Ordem de trabalho A » Traduza para o inglês esta frase do texto sobre as campanhas do CEPARH: "Ainda segundo o artigo, no ano de 1992, Coutinho teria utilizado novamente o slogan “defeito de fabricação”, acompanhado de uma foto de um jovem assaltante negro com uma faca na mão e uma tarja nos olhos, para divulgar o programa gratuito de planejamento familiar oferecido pelo CEPARH."
Ordem de trabalho B » Por favor, prossiga com o texto sobre as campanhas do CEPARH a partir da última frase apresentada.

Texto do exercício »
- - - -

No artigo Feminismo Negro: raça, identidade e saúde reprodutiva no Brasil (1975-1993), publicado na Revista Estudos Feministas, volume 20, de 2012, as autoras Mariana Santos Damasco, Marcos Chor Maio e Simone Monteiro (Casa de Oswaldo Cruz/Fiocruz) informam que “as campanhas publicitárias em torno da inauguração do CEPARH deram visibilidade ao viés racial nas ações políticas no campo da saúde reprodutiva.
Ainda segundo o artigo, no ano de 1992, Coutinho teria utilizado novamente o slogan “defeito de fabricação”, acompanhado de uma foto de um jovem assaltante negro com uma faca na mão e uma tarja nos olhos, para divulgar o programa gratuito de planejamento familiar oferecido pelo CEPARH.
As campanhas provocaram intensa indignação e mobilização realizada pelo Grupo de Mulheres do MNU, que utilizaram o Carnaval de Salvador para denunciar o cientista, considerado pela pelas militantes “o exterminador do futuro”.
No livro Claros e Escuros — identidade, povo e mídia no Brasil, de 1999, Muniz Sodré utiliza as campanhas do CEPARH para demonstrar “os lugares sintomáticos de discriminação, em geral disfarçados, mas às vezes bastante explícitos”, fruto do “imaginário etnocida” da sociedade brasileira.
Na página 235, Sodré descreve: “cartazes publicitários com o título defeito de fabricação acima da imagem de um garoto negro, com correntinhas no pescoço, canivete na mão e uma tarja nos olhos. Abaixo o texto: Tem filho que nasce para ser artista. Tem filho que nasce para ser advogado e vai ser embaixador. Infelizmente, tem filho que já nasce marginal. Outro cartaz mostrava uma mãe negra, grávida, coberta com um lençol branco e a legenda: também se chora de barriga cheia”.
CPMI resultou em lei sobre planejamento familiar
A CPMI da Esterilização resultou no projeto de lei sobre planejamento familiar aprovado pelo Congresso Nacional em 1996 e que estabelece: “É condição para que se realize a esterilização o registro de expressa manifestação da vontade da mulher em documento escrito e firmado após a informação dos riscos da cirurgia”.

- - - -

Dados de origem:
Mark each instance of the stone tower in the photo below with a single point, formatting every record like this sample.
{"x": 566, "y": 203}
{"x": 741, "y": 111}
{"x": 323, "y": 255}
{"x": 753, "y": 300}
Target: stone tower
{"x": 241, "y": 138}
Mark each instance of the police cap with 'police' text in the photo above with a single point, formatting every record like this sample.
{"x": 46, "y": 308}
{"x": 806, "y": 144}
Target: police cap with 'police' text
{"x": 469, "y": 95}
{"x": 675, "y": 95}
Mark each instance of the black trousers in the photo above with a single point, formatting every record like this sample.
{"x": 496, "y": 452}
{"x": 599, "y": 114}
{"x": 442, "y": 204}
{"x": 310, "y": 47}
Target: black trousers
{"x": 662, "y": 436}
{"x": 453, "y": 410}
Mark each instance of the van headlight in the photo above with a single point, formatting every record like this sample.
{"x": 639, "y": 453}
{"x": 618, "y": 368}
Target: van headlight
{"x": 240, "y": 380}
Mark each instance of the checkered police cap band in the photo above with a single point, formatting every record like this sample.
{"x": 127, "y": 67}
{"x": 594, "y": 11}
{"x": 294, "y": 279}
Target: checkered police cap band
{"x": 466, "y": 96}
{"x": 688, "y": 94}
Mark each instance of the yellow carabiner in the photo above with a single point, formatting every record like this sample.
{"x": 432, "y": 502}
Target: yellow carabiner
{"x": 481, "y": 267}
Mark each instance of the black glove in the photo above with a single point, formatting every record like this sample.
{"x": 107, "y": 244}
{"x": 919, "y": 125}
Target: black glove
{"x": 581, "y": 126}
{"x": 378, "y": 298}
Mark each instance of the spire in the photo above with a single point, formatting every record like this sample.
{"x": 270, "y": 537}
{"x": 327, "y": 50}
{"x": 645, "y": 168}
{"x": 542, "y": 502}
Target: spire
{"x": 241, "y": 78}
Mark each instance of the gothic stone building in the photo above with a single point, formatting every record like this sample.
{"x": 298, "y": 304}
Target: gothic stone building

- - - -

Resultado A » Also according to the article, in 1992 Coutinho allegedly used the slogan “manufacturing defect” again, accompanied by a photo of a young Black robber with a knife in his hand and a bar over his eyes, to promote the free family planning program offered by CEPARH.

Resultado B »
No comunicado sobre o falecimento do médico, a Clínica Elsimar Coutinho (CEC) informa que o pesquisador foi referência na área hormonal, com destaque para o planejamento familiar e a saúde feminina, além de ter sido pioneiro nas suas pesquisas. “Polêmico e inovador, Elsimar Coutinho ganhou notoriedade internacional e usou bem a comunicação para defender e esclarecer os seus pontos de vista científicos com convicção”, diz o comunicado.
O Ceparh segue funcionando em Salvador, como uma referência na área de reprodução humana. “Não fazemos nenhum tipo de seleção por raça, cor ou condição social. Atendemos tanto quem tem plano de saúde, como pessoas pobres, de forma gratuita. Realizamos palestras em bairros nobres e na periferia da cidade”, afirma o enfermeiro Fábio Barbosa, coordenador da área de Planejamento Familiar do Ceparh.
Ele informa que não acompanhou os anos iniciais das pesquisas de Elsimar Coutinho, mas esteve ao lado do médico nos últimos anos e defende: “Era uma prioridade dele apresentar todas as opções de tratamento para que as próprias mulheres escolhessem. Mantemos este procedimento que envolve palestras, conversas com assistente social, consultas médicas e acompanhamento psicológico para confirmar a decisão da paciente”. O enfermeiro diz ainda que a prioridade são os métodos menos invasivos: “Dos 500 atendimentos mensais apenas 40 são laqueaduras e 120 vasectomias. Os outros são colocação de DIU, pílulas e muitas orientações”.
Para Emanuelle Goés, o patriarcado incide sobre os corpos das mulheres e sobre a autonomia reprodutiva, tanto no aborto quanto na esterilização.
“E para as mulheres negras, a interseção com o racismo torna mais distante o direito de decidir, porque os direitos reprodutivos estão sob a égide dos sistemas de opressões, com isso o exercício pleno, a autonomia, a tomada de decisão tornam-se impossíveis. Por isso também, ampliamos o olhar sobre os direitos reprodutivos, quando falamos que o que precisamos é de justiça reprodutiva”.
Mesmo com todas as denúncias latentes e incansável militância das mulheres e homens negros, a necropolítica continua, em nome de Deus, da ciência ou da superioridade racial, em pandemia ou fora dela, a autorizar que corpos negros sejam constituídos como ‘inimigos do Estado’, legitimando a licença institucional para matar.